▸ **TASK INSTRUCTIONS**:
**A.** Return the passage of the cell culture methods text that runs from "TLR2 RNA interference" up to and including "lentiviral transduction experiments.", copied word for word.
**B.** Take the methods text on airway epithelial cell cultures further, carrying on from its final sentence.

▸ **EXTRACT TO READ**:
[Start of Attachment]
Culture of NCI-H292 cells
A human pulmonary mucoepidermoid carcinoma cell line NCI-H292 (ATCC, Manassas, VA) was utilized to perform a time course and a dose response of SPLUNC1 production following Mp infection or TLR2 agonist stimulation. NCI-H292 cells at 90-100% confluence were infected with Mp at 1, 5 and 10 colony forming unit [cfu]/cell, or stimulated with a TLR2 agonist Pam(3)-Cys-Ser-Lys-Lys-Lys-Lys-OH (Pam3CSK4) at 10, 100 and 1000 ng/ml for up to 48 hrs. The supernatants were collected for SPLUNC1 protein measurement using an ELISA. Cells were lyzed in Trizol reagent (Gibco BRL, Rockville, MD) for RNA extraction to perform quantitative real-time PCR of SPLUNC1 mRNA, or processed in cell lysis buffer to carry out Western blot analysis of SPLUNC1 protein.
Air-liquid interface (ALI) culture of mouse tracheal epithelial cells
ALI cultures of mouse tracheal epithelial cells were carried out as previously reported by our group [24–26] to study the direct role of TLR2 and NF-κB in SPLUNC1 regulation. All experimental animals used in this study were covered by a protocol approved by our Institutional Animal Care and Use Committee. Briefly, tracheas from mice were isolated and digested with 0.1% protease, and the released cells from tracheas were plated (about 4 × 104 cells/cm2) on collagen-coated polyester Transwell inserts of 12 mm in diameter (pore size, 0.4 μm; Corning Inc., Corning, NY, USA). After 7 days of immersed culture, tracheal epithelial cells reached 100% confluence and were shifted to an ALI condition by removing all but 50 μl of the apical medium. Cells under the ALI condition are known to undergo mucociliary cell differentiation, thus mimicking in vivo airway epithelial cell biology. On day 10 of ALI culture, epithelial cells were treated with Mp (10 cfu/cell, strain FH, ATCC 15531, ATCC, Manassas, VA) at the apical side, Pam3CSK4 (1 μg/ml, InvivoGen, San Diego, CA) at both apical and basolateral sides, or medium alone as a control. After 48 hrs of treatments, 200 μl of PBS was applied to the apical surface of ALI cell culture and incubated for 5 minutes at room temperature to obtain the apical supernatants for SPLUNC1 protein measurement using Western blot analysis.
TLR2 RNA interference in normal human bronchial epithelial cells (NHBE)
A VSV-G pseudotyping approach was utilized to transduce human TLR2 short hairpin (sh)RNA encoded in a lentiviral vector (pLL3.7) to primary normal human bronchial epithelial cells. The oligonucleotide sequences that encode shRNA of hTLR2 are: Sense - 5'- TGCAGCTCA-GGATCTTTAAATTCAAGAGATTTAAAGATCCTGAGCTGCTTTTTTC-3'; Anti-sense - 5'-TCGAGAAAAAAGCAGCTCAGGATCTTTAAATCTCTTGAATTTAAAGATCCTGAGCT-GCA-3'. NHBE were isolated from bronchial tissues of three donors without any lung diseases or smoking history through the International Institute for the Advancement of Medicine (IIAM) (Jessup, PA). Cells at passage one were used for lentiviral transduction experiments.
[End of Attachment]
▸ **GIVEN RECORDS**:
[Start of Attachment]
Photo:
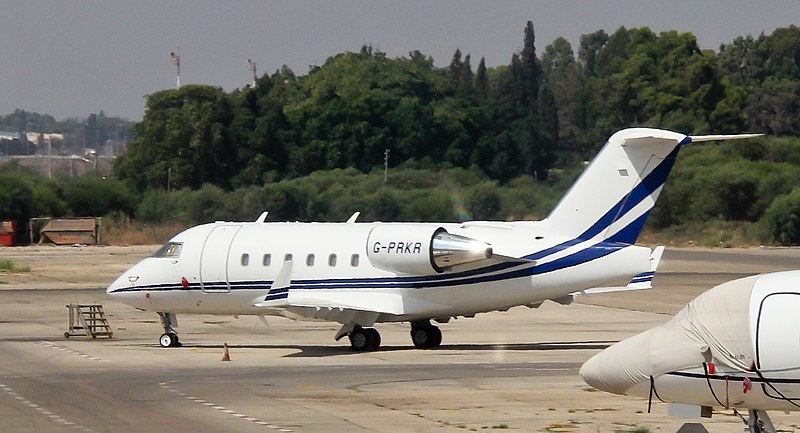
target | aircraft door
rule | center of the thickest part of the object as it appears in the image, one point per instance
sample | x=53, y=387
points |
x=214, y=259
x=778, y=342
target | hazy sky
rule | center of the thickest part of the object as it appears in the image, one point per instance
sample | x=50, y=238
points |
x=71, y=58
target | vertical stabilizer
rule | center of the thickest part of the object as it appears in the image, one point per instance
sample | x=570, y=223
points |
x=615, y=194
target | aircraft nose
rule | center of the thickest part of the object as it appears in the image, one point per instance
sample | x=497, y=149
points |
x=604, y=372
x=620, y=366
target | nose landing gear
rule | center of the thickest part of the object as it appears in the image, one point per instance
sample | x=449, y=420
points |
x=169, y=321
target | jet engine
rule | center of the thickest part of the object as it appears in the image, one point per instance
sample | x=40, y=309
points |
x=421, y=249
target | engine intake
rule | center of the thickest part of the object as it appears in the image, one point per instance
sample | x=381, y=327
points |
x=421, y=249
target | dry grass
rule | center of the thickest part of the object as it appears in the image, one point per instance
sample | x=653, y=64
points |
x=133, y=233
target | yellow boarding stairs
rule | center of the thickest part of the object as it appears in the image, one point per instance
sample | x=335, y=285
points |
x=89, y=320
[End of Attachment]
▸ **RESULTS BY TASK**:
**A.**
TLR2 RNA interference in normal human bronchial epithelial cells (NHBE)
A VSV-G pseudotyping approach was utilized to transduce human TLR2 short hairpin (sh)RNA encoded in a lentiviral vector (pLL3.7) to primary normal human bronchial epithelial cells. The oligonucleotide sequences that encode shRNA of hTLR2 are: Sense - 5'- TGCAGCTCA-GGATCTTTAAATTCAAGAGATTTAAAGATCCTGAGCTGCTTTTTTC-3'; Anti-sense - 5'-TCGAGAAAAAAGCAGCTCAGGATCTTTAAATCTCTTGAATTTAAAGATCCTGAGCT-GCA-3'. NHBE were isolated from bronchial tissues of three donors without any lung diseases or smoking history through the International Institute for the Advancement of Medicine (IIAM) (Jessup, PA). Cells at passage one were used for lentiviral transduction experiments.

**B.**
Antiparallel pairs of human TLR2 oligonucleotides were ordered from the IDT laboratories and TLR2 shRNA encoded in pLL3.7 was generated as previously described [7, 27]. Briefly, epithelial cells were cultured in 6-well culture plates (2 × 105 cells/well) under the immersed condition until about 60% confluence when they were transduced with either pLL3.7-shTLR2 (50 focus-forming units [ffu]/cell) or pLL3.7-sh firefly luciferase (an irrelevant gene control, 50 ffu/cell) once daily for three consecutive days. Forty-eight hrs after the last transduction, cells from each condition were collected to verify TLR2 gene knockdown. The remaining cells were used for ALI culture.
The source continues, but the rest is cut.